## What this task involves
Restate word for word the section of the entries that opens at the line containing "pixel 67 114" and closes at the line containing "pixel 539 384", both lines kept, pictures dropped.

[Referring expression pointing data]
+--

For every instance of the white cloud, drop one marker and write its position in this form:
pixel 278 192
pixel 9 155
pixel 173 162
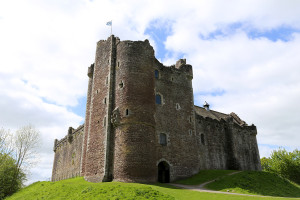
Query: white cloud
pixel 46 47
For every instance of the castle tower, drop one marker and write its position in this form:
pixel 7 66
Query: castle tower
pixel 120 126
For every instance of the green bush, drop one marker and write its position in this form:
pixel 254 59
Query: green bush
pixel 284 163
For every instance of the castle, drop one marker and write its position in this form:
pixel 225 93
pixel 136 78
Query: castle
pixel 141 123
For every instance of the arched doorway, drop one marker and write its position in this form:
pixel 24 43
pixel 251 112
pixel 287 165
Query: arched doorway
pixel 163 172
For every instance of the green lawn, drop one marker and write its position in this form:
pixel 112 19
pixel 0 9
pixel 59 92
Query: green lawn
pixel 78 188
pixel 204 176
pixel 253 182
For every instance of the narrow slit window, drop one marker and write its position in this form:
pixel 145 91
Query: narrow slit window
pixel 158 99
pixel 163 139
pixel 202 139
pixel 121 85
pixel 156 73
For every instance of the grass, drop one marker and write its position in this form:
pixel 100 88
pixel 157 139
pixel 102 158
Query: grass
pixel 259 183
pixel 78 188
pixel 204 176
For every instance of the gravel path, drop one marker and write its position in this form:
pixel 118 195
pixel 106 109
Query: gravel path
pixel 201 188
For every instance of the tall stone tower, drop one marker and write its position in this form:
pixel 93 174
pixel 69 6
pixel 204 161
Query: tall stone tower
pixel 119 140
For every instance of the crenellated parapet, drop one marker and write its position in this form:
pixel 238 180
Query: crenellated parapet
pixel 69 137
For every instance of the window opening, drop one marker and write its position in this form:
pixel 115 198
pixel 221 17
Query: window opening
pixel 156 72
pixel 163 139
pixel 202 139
pixel 121 85
pixel 158 99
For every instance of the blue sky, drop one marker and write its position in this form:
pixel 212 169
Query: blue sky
pixel 245 58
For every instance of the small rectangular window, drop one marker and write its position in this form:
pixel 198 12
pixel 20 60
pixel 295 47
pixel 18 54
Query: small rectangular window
pixel 158 99
pixel 163 139
pixel 156 73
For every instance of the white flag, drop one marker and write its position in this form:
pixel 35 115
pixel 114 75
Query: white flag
pixel 109 23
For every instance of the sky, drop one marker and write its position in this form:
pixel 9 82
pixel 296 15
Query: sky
pixel 245 58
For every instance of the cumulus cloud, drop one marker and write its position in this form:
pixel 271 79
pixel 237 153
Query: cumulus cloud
pixel 46 47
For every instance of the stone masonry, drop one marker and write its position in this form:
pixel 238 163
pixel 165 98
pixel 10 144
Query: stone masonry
pixel 141 123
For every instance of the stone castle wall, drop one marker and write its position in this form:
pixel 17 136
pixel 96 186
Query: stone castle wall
pixel 175 118
pixel 122 136
pixel 67 155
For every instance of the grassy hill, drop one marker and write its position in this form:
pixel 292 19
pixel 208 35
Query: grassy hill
pixel 78 188
pixel 260 183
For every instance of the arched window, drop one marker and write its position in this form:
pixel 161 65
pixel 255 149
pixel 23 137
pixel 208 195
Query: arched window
pixel 156 73
pixel 157 99
pixel 202 139
pixel 163 139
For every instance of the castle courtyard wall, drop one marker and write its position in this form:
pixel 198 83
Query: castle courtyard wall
pixel 67 155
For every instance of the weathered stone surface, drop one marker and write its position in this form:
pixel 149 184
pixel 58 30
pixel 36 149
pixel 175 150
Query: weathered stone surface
pixel 124 124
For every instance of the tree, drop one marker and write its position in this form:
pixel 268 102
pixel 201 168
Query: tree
pixel 283 163
pixel 17 155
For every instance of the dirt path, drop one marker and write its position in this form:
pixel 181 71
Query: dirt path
pixel 201 188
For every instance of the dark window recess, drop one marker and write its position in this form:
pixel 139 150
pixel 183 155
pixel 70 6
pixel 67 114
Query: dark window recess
pixel 156 72
pixel 163 139
pixel 157 99
pixel 121 85
pixel 202 139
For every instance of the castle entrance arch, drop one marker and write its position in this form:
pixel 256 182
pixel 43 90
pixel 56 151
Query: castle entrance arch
pixel 163 172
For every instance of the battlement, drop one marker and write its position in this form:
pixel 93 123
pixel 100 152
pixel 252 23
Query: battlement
pixel 69 137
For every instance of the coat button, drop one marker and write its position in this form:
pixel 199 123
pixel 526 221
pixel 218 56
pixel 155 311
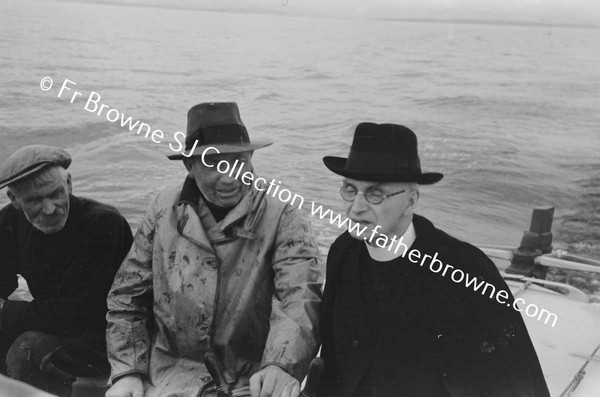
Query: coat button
pixel 210 262
pixel 206 378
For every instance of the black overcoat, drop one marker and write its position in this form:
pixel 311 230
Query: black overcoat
pixel 436 337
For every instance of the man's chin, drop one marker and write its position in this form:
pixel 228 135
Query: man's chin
pixel 360 236
pixel 51 229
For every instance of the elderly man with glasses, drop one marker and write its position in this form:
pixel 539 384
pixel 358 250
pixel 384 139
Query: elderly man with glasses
pixel 392 322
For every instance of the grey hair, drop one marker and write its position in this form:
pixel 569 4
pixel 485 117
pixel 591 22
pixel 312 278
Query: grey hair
pixel 38 179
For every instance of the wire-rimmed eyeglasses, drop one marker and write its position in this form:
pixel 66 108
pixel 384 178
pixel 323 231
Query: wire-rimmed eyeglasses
pixel 372 194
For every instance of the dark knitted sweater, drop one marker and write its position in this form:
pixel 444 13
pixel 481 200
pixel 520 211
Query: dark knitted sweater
pixel 68 273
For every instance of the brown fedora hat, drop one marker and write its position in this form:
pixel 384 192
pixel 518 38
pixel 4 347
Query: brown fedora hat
pixel 382 153
pixel 218 125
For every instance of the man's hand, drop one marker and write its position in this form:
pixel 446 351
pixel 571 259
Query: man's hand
pixel 127 386
pixel 272 381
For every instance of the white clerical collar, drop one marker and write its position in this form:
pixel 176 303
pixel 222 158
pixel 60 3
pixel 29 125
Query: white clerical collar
pixel 384 254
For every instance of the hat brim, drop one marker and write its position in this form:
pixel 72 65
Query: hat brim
pixel 222 148
pixel 338 166
pixel 24 174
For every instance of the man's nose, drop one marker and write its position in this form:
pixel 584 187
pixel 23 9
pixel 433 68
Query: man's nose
pixel 48 207
pixel 359 204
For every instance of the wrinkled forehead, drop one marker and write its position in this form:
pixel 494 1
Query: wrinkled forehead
pixel 43 188
pixel 384 186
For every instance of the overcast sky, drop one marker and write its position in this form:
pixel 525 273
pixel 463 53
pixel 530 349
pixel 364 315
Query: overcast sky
pixel 550 11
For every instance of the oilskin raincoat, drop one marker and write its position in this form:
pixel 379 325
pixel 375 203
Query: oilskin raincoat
pixel 247 288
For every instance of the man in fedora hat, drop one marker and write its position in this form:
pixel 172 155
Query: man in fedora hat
pixel 68 249
pixel 397 318
pixel 218 266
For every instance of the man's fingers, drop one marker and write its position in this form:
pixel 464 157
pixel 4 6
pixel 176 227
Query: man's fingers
pixel 255 384
pixel 53 372
pixel 268 385
pixel 292 389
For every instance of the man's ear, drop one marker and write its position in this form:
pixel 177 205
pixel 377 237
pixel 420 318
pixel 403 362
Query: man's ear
pixel 13 199
pixel 69 184
pixel 413 200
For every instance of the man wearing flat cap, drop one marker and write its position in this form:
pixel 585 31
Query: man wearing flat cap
pixel 68 249
pixel 218 266
pixel 394 320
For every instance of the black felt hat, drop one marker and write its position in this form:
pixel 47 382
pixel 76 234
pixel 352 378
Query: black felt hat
pixel 382 153
pixel 218 125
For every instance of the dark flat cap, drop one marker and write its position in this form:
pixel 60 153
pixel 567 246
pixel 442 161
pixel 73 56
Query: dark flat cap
pixel 31 159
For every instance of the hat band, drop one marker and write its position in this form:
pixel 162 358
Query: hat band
pixel 218 134
pixel 382 163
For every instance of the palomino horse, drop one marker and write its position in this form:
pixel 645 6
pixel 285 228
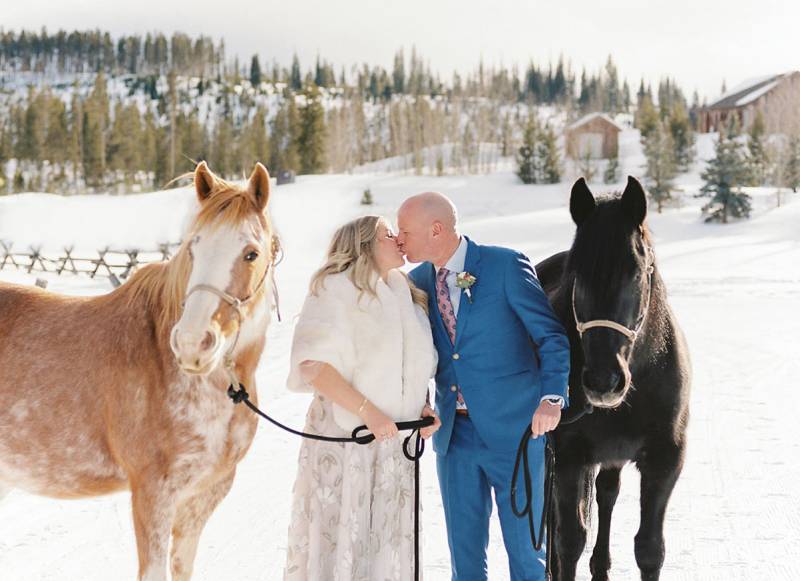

+--

## Expected answer
pixel 67 114
Query: dark window recess
pixel 156 72
pixel 163 139
pixel 157 99
pixel 121 85
pixel 202 139
For every instance of the castle entrance arch, drop one marker and write its position in this form:
pixel 256 182
pixel 43 90
pixel 56 151
Query: castle entrance arch
pixel 163 172
For every instance of the battlement, drop one marker and write its position in this form:
pixel 93 123
pixel 100 152
pixel 252 23
Query: battlement
pixel 69 137
For every instance of the coat button, drop one marker and write its position in this form:
pixel 199 123
pixel 526 221
pixel 218 56
pixel 155 311
Query: coat button
pixel 210 262
pixel 206 378
For every instance of the black overcoat, drop one marker and write its position in this form:
pixel 311 230
Query: black overcoat
pixel 436 337
For every instance of the man's chin, drop one marker and write its position in this form:
pixel 228 135
Query: man's chin
pixel 360 236
pixel 51 229
For every instance of the elderly man with glasses, drop one marker and write its position in this form:
pixel 539 384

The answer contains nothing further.